═════ Extracted material

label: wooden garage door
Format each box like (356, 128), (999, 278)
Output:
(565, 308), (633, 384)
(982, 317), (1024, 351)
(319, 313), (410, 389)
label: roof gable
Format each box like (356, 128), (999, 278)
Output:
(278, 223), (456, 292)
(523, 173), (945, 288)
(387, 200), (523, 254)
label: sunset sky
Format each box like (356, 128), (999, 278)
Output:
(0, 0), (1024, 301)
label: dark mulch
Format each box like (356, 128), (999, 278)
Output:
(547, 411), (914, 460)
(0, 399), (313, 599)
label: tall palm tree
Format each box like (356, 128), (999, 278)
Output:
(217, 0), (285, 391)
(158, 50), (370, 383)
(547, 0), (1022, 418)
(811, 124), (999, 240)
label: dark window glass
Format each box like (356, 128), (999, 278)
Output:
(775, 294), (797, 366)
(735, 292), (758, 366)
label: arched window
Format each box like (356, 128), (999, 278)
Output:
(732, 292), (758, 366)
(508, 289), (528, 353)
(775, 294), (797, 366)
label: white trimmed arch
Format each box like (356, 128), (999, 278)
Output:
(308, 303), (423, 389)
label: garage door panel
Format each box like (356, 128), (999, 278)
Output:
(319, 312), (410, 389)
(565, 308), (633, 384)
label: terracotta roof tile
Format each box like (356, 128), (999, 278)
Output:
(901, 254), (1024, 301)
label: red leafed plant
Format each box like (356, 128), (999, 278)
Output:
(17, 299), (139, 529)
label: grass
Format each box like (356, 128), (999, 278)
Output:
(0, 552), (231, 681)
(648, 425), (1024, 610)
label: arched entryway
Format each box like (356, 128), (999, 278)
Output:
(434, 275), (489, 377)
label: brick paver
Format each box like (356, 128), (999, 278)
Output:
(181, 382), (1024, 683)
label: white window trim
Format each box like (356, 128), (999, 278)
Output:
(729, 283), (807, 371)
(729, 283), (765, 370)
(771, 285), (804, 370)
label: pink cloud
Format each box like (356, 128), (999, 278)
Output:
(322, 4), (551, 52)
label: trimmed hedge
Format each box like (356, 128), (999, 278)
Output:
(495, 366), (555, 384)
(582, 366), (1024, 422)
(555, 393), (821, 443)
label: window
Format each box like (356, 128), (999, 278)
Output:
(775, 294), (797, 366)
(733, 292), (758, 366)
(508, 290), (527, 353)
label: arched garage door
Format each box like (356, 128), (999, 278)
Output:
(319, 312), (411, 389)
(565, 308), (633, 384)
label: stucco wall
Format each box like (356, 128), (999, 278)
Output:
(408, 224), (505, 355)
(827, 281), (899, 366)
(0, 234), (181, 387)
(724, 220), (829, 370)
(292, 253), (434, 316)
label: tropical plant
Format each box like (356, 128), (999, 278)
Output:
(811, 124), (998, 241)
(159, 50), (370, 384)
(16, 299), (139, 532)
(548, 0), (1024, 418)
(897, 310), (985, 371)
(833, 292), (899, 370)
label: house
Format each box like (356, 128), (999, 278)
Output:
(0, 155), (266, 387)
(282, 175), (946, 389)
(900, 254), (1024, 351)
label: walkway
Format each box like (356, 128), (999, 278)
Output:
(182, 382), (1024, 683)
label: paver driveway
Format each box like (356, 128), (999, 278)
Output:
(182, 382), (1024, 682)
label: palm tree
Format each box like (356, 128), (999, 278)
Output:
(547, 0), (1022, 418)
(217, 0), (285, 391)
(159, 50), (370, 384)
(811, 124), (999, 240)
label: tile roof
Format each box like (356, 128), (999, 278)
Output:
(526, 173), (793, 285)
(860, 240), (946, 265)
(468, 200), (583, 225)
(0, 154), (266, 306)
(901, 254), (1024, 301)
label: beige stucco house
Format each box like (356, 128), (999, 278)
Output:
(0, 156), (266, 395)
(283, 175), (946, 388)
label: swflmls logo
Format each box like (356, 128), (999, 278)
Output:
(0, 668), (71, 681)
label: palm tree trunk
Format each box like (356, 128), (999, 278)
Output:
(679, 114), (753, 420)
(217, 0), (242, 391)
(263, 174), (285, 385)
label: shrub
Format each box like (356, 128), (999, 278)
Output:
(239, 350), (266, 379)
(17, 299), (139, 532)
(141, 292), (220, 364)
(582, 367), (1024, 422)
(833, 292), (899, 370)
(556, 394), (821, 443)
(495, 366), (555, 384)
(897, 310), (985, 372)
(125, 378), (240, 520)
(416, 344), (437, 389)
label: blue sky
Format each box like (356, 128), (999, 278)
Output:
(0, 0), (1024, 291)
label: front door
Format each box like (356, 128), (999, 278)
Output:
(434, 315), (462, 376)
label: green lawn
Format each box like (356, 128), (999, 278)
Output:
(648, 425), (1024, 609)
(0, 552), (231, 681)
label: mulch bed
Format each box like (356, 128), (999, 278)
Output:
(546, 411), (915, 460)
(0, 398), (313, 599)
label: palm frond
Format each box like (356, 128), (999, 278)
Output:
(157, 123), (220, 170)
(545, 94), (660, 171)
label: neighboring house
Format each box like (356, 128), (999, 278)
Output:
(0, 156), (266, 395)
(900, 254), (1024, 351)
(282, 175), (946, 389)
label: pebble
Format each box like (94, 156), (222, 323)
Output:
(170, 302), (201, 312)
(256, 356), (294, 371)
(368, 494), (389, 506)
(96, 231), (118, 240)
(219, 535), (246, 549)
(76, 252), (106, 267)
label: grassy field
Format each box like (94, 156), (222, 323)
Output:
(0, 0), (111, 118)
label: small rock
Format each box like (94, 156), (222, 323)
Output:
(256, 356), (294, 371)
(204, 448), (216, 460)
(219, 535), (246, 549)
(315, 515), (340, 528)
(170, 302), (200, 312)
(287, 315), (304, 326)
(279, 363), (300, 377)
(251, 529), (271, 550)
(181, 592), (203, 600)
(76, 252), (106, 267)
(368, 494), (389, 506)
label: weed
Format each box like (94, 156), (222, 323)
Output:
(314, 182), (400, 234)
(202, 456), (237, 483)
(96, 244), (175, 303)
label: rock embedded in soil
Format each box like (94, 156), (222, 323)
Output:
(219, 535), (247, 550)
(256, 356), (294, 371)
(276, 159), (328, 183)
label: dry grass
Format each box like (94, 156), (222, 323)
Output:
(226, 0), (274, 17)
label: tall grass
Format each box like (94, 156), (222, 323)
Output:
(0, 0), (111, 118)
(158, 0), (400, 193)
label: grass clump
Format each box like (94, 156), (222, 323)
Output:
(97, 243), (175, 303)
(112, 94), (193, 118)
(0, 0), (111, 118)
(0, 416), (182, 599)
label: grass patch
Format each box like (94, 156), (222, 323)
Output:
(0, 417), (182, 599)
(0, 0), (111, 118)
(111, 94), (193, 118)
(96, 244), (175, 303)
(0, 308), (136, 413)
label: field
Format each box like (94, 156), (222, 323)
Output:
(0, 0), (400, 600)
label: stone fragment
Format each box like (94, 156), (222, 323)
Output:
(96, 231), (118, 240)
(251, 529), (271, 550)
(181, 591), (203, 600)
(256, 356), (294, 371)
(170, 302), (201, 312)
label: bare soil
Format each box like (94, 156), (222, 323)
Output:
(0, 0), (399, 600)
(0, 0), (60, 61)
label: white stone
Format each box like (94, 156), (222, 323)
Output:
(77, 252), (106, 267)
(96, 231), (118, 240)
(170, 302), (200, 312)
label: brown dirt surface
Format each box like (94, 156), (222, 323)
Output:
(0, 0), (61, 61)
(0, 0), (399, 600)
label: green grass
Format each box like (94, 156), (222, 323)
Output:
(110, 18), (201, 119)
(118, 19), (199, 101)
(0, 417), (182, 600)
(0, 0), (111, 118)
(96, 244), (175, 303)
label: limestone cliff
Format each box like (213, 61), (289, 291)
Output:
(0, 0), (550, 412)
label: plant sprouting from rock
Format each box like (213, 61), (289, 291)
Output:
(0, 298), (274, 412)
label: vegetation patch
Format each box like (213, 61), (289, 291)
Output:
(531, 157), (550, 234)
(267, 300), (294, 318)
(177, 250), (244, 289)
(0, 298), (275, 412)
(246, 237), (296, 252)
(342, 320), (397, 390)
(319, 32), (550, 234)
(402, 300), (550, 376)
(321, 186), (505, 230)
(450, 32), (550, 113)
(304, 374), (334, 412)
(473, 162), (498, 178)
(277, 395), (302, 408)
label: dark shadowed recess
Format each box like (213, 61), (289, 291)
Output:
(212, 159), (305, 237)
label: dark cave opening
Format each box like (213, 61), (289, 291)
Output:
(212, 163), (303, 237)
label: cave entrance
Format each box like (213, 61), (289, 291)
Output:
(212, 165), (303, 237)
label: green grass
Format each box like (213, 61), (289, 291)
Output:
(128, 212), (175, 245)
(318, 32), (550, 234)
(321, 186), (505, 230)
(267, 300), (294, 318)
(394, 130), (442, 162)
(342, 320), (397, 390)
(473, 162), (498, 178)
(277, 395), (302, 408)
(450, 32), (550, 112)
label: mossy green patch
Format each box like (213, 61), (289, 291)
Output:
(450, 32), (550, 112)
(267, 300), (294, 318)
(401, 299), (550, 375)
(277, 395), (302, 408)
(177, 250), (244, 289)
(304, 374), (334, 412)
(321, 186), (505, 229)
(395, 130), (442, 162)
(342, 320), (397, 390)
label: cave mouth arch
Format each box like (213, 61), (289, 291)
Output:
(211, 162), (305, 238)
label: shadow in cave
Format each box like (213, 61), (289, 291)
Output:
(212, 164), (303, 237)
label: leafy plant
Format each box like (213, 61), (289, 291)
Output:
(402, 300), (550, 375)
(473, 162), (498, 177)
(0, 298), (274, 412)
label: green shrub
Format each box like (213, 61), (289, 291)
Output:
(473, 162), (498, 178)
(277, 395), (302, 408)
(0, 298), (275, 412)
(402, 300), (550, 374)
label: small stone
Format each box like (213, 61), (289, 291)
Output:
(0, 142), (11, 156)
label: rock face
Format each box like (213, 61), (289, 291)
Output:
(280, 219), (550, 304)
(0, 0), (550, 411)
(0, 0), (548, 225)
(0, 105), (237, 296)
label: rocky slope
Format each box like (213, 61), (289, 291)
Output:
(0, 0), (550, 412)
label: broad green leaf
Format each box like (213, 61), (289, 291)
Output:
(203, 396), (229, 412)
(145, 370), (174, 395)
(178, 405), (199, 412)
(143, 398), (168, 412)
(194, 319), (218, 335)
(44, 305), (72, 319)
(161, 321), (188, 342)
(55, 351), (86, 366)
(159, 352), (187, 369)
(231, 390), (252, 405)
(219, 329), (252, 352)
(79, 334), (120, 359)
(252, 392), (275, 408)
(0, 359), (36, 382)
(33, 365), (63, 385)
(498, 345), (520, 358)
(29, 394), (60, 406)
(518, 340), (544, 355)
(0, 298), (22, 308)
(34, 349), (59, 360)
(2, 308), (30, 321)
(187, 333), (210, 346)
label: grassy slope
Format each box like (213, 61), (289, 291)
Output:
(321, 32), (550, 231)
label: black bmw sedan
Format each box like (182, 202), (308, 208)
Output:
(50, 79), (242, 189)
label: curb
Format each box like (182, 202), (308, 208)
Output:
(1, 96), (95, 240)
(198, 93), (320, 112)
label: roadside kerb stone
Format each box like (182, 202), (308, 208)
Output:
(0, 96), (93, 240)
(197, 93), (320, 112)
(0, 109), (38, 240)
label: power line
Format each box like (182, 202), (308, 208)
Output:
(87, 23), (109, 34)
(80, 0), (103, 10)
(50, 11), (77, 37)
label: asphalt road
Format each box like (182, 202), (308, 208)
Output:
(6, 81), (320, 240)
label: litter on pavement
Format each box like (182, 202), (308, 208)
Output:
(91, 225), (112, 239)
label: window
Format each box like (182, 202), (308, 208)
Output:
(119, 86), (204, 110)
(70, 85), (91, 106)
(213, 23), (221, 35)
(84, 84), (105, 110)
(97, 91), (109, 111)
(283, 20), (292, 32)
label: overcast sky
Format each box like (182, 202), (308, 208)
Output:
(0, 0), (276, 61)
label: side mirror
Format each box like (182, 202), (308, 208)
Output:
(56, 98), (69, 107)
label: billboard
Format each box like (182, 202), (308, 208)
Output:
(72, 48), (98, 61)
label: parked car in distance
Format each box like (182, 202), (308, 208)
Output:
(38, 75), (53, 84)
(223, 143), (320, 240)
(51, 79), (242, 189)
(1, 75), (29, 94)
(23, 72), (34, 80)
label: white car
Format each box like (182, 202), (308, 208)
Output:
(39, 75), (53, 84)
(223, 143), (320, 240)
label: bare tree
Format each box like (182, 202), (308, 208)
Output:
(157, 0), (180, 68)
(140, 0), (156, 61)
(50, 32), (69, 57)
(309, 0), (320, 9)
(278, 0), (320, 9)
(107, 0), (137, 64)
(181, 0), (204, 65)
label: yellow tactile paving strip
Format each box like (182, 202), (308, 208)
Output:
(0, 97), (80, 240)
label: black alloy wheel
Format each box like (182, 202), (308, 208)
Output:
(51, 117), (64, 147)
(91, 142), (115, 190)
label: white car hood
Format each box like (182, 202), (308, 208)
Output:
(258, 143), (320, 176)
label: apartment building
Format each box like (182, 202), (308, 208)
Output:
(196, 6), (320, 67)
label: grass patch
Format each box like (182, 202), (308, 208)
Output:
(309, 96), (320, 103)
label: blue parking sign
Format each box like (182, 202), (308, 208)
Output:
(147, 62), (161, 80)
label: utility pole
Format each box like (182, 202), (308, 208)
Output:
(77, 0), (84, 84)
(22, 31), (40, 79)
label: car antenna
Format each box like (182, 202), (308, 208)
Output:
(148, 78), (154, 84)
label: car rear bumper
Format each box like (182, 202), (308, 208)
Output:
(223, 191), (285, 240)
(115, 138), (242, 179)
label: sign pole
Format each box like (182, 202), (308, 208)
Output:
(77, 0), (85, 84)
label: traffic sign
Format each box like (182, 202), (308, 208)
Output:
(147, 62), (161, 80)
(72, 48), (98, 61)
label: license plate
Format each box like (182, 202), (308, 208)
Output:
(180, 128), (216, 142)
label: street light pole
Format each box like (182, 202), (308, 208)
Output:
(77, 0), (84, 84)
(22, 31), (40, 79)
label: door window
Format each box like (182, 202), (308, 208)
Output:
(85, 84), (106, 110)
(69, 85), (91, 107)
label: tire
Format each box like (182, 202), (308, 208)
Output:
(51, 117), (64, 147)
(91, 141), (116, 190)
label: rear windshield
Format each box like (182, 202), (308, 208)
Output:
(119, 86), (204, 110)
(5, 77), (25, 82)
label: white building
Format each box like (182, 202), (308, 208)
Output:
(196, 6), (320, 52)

══════════

§ **Goal**:
Report how many lines in the records contain the string "roof". Give only the number.

§ **Response**:
3